+++ Data

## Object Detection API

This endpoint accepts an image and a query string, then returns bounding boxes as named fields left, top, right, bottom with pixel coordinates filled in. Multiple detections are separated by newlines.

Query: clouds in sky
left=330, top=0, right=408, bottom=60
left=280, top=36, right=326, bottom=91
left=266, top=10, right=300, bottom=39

++++++

Work item
Every record above needs to be given again exactly.

Solution to the exercise
## Object Detection API

This endpoint accepts an image and a query string, then returns bounding boxes as named fields left, top, right, bottom with pixel coordinates filled in. Multiple detections are separated by newlines.

Query: clouds in sky
left=330, top=0, right=408, bottom=60
left=280, top=36, right=326, bottom=91
left=266, top=10, right=300, bottom=39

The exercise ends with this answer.